• Records shown:
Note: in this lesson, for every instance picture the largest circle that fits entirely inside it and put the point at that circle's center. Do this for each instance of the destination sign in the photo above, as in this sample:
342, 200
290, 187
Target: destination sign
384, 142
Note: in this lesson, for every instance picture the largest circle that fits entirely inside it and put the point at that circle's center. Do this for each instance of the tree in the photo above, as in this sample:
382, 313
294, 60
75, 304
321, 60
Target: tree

• Exercise brief: Every line above needs to be retyped exactly.

• Result for this exercise:
Note: in this lesson, for every instance picture the largest circle that fits entirely inside it and put the point at that circle's center. Do this for each instance of the destination sign in the photo above, as in this sample:
342, 200
290, 187
Target: destination sign
384, 142
Note: in this lesson, for every instance picture the largest circle that fits entirely inside it and put the point at that circle's center. Do this for each instance of the tree in the photo above, as in this sample:
382, 313
294, 60
75, 304
321, 60
Target: tree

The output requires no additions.